• Assigned task:
All lines from the one with "Query: wooden boardwalk" to the end of the data: return those exactly, and only those.

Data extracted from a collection
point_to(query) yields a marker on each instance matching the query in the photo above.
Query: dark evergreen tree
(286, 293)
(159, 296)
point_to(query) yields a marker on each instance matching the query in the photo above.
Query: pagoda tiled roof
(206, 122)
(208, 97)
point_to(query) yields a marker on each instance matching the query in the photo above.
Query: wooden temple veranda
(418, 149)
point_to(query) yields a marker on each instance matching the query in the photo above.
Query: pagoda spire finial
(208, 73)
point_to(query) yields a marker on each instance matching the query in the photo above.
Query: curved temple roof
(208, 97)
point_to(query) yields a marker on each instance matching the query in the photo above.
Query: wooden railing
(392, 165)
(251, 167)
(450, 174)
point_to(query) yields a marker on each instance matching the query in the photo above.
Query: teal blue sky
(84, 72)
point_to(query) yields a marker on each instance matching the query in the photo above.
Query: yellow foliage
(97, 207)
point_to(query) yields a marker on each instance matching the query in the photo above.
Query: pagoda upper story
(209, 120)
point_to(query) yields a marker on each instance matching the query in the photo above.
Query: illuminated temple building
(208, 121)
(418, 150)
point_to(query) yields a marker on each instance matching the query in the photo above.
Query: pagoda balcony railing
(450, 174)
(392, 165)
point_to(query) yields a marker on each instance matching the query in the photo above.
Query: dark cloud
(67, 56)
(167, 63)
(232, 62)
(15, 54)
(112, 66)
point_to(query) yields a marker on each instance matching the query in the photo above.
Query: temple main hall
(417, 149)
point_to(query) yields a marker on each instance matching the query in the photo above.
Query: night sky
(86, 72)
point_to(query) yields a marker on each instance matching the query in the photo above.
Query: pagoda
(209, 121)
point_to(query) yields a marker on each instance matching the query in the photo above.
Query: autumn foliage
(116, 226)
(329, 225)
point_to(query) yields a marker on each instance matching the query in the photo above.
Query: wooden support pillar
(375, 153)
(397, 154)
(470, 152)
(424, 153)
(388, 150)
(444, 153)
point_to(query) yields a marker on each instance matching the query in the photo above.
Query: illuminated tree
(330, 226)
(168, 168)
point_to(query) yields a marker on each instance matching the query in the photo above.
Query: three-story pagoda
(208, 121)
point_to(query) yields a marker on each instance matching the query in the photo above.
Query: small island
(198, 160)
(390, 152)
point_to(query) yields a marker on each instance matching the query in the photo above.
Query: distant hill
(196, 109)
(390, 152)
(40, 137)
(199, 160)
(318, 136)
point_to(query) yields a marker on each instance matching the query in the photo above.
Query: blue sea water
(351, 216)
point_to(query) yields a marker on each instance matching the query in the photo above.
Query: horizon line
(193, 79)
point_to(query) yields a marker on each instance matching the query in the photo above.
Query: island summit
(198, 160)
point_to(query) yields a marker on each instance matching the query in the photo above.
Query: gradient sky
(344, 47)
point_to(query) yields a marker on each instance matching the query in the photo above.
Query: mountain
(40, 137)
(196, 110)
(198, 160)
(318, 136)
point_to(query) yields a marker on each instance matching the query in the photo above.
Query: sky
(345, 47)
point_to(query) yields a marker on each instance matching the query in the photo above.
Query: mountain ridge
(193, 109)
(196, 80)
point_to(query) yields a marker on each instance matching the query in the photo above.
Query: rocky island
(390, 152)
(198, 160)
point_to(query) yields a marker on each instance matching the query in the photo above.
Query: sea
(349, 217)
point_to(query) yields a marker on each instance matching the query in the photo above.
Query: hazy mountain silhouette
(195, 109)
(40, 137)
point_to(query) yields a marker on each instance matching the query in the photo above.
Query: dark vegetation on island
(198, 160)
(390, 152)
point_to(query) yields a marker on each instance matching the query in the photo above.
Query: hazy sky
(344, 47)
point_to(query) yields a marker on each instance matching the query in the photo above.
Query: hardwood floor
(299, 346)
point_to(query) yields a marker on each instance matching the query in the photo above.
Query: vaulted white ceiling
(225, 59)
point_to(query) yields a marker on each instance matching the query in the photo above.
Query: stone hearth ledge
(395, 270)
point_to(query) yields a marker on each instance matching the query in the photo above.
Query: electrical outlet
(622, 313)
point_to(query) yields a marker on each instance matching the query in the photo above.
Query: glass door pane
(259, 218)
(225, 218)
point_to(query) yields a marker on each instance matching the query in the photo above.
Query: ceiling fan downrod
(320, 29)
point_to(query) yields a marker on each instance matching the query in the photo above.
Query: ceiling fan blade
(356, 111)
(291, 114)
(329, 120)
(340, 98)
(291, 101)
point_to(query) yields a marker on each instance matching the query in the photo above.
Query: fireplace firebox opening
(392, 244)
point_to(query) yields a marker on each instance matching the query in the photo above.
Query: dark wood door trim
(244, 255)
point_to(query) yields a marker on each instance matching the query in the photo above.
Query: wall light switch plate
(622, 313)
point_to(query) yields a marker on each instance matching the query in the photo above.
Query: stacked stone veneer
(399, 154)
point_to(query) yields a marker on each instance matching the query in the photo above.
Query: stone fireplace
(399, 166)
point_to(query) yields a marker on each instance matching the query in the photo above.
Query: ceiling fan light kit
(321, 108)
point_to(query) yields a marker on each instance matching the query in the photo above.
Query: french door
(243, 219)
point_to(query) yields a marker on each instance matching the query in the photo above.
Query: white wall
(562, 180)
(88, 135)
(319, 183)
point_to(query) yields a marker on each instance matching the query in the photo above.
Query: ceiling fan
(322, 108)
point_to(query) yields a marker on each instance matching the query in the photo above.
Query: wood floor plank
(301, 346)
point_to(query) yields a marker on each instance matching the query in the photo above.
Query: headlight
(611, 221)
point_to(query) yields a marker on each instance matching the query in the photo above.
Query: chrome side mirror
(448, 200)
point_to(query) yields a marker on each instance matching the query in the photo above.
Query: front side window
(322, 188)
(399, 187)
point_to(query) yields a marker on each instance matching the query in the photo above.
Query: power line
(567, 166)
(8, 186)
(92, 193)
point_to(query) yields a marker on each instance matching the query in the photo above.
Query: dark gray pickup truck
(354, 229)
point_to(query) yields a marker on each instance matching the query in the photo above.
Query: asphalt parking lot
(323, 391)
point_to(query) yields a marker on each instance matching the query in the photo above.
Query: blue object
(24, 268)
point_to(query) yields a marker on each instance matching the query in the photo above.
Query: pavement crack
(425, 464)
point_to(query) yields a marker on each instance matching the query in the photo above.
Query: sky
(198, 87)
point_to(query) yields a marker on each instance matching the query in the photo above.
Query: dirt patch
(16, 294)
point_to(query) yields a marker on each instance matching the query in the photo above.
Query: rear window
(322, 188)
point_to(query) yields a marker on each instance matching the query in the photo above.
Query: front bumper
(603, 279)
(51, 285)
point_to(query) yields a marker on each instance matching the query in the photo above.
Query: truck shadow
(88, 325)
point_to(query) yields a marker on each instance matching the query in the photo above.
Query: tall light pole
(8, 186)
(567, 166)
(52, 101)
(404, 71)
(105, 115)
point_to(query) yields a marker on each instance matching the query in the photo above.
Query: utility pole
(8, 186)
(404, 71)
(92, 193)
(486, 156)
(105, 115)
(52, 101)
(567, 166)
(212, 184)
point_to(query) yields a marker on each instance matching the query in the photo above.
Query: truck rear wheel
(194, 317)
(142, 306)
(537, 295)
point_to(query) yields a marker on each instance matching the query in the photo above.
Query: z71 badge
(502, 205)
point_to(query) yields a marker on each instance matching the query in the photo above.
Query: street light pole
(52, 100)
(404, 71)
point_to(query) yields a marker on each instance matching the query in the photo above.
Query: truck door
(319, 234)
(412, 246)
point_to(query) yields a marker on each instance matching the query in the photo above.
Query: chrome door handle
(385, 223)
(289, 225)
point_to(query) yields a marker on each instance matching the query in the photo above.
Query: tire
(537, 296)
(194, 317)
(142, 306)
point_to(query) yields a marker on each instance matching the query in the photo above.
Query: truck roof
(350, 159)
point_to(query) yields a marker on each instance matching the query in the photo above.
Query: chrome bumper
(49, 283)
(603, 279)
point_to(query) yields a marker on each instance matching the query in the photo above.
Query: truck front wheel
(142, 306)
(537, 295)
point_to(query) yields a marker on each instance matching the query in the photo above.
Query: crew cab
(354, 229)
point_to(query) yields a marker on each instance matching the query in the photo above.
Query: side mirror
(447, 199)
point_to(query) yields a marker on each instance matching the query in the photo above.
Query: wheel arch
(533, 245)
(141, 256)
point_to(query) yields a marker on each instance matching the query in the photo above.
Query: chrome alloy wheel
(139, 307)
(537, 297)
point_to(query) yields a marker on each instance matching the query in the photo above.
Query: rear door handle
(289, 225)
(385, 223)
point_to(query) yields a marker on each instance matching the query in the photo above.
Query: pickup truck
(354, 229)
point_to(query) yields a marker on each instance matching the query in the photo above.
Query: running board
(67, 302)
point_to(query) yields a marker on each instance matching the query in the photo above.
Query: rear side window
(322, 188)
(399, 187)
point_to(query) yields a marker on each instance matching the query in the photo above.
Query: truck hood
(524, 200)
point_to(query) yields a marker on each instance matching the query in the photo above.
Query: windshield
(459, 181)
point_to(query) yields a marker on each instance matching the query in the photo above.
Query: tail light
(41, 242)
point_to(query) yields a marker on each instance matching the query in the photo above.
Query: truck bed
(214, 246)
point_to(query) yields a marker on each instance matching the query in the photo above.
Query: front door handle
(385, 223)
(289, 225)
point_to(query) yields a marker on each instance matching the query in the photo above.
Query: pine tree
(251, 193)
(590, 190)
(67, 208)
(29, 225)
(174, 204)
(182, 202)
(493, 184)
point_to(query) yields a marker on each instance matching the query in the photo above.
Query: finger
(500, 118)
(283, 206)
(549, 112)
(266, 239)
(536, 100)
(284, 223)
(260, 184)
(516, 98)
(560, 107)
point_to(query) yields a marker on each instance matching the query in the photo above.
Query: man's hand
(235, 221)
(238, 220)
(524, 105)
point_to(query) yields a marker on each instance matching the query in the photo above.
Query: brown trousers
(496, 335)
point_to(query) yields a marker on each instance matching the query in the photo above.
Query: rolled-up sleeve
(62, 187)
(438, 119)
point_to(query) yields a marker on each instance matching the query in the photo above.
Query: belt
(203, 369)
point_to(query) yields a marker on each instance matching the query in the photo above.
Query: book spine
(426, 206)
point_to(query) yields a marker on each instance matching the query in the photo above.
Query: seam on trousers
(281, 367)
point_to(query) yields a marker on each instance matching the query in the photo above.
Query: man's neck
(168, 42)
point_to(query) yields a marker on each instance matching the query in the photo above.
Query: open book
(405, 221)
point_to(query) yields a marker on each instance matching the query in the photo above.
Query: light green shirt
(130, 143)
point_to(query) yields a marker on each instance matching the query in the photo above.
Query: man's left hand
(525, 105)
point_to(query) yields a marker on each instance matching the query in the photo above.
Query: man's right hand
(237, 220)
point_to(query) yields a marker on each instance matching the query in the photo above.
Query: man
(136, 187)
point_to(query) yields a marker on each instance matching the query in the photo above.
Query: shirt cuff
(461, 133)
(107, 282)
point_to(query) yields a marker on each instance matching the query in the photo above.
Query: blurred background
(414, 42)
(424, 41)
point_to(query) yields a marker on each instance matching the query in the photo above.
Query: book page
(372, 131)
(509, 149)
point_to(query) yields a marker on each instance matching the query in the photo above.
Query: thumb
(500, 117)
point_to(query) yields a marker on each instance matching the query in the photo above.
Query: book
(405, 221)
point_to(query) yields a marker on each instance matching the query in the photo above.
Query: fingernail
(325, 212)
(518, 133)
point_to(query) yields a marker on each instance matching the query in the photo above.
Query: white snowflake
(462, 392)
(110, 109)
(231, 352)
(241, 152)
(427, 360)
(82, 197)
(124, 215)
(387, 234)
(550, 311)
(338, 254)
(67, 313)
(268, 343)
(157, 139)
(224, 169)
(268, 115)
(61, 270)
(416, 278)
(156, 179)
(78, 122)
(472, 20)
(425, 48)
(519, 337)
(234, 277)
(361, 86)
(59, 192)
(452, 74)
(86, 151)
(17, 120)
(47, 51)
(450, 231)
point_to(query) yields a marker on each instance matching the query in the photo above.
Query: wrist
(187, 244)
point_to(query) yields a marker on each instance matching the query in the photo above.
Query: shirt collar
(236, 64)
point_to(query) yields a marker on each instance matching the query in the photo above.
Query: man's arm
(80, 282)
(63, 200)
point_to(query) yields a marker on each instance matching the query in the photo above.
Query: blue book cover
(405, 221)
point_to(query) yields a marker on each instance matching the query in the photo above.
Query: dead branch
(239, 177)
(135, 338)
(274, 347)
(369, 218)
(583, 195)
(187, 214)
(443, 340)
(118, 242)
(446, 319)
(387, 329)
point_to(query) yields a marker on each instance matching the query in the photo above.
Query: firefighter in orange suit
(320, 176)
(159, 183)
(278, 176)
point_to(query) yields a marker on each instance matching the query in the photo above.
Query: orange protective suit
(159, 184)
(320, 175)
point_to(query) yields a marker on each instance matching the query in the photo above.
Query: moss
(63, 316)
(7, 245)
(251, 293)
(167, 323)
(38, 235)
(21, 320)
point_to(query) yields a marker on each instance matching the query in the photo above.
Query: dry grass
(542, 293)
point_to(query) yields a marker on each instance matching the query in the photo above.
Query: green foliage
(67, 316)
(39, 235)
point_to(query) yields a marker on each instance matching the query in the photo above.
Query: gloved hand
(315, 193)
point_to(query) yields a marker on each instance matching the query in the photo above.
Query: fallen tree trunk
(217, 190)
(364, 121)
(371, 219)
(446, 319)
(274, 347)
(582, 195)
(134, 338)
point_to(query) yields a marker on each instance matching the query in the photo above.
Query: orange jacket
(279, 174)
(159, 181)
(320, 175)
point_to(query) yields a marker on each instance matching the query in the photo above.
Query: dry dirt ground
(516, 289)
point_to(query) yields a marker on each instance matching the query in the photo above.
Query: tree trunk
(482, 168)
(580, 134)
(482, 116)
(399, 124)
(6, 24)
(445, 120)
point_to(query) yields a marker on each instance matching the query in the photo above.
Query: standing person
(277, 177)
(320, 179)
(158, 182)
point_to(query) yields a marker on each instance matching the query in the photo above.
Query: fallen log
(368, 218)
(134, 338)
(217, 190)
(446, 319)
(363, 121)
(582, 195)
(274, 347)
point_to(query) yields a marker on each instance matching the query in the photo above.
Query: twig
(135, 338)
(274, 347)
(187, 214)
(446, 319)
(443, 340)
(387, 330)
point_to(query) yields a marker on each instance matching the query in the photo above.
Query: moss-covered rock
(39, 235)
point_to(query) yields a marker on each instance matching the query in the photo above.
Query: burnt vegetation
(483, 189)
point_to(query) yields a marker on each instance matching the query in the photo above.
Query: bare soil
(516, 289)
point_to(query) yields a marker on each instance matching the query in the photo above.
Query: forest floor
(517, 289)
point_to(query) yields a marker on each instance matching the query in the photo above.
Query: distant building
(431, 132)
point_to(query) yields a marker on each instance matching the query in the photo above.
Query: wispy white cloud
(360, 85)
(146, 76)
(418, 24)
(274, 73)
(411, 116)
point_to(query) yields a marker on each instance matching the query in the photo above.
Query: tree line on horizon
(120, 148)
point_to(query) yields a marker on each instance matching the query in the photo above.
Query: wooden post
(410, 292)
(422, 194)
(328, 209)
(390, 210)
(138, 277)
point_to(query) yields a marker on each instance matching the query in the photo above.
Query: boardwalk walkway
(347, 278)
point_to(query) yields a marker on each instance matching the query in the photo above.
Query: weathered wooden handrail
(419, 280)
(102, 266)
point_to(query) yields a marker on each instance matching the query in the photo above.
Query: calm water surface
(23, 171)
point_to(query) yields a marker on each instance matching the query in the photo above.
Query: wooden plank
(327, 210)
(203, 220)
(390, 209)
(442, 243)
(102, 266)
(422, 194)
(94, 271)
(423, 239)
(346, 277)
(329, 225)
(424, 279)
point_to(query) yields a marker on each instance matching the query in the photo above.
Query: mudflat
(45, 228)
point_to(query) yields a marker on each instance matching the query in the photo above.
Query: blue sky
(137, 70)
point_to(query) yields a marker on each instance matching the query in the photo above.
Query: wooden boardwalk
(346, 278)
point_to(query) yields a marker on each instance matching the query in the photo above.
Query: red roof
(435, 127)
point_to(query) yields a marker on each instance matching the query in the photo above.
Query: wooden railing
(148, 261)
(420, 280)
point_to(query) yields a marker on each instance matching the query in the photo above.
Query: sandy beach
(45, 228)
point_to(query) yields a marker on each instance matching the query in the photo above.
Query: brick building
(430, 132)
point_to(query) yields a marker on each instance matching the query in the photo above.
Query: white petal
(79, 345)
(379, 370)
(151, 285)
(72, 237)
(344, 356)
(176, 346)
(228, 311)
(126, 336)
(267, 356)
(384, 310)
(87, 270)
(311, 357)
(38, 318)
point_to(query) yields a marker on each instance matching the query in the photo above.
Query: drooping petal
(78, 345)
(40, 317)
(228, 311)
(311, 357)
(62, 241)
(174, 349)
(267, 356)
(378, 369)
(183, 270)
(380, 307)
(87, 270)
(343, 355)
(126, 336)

• Final answer:
Query: wooden boardwalk
(346, 278)
point_to(query) yields a marker on each instance matching the query in the photo above.
Query: red roof
(435, 127)
point_to(query) yields a marker on each instance matching the query in the photo above.
Query: wooden railing
(148, 261)
(420, 280)
point_to(query) yields a marker on each instance matching the query in the photo above.
Query: sandy beach
(45, 228)
point_to(query) yields a marker on each instance matching the query in the photo above.
Query: brick building
(430, 132)
point_to(query) yields a marker on each instance matching the query in the photo above.
Query: white petal
(79, 345)
(379, 370)
(151, 285)
(72, 237)
(344, 356)
(176, 346)
(228, 311)
(126, 336)
(267, 356)
(384, 310)
(87, 270)
(311, 357)
(38, 318)
point_to(query) yields a marker on each instance matching the query in the photo above.
Query: drooping petal
(78, 345)
(40, 317)
(228, 311)
(311, 357)
(62, 241)
(174, 349)
(267, 356)
(378, 369)
(183, 270)
(380, 307)
(87, 270)
(343, 355)
(126, 336)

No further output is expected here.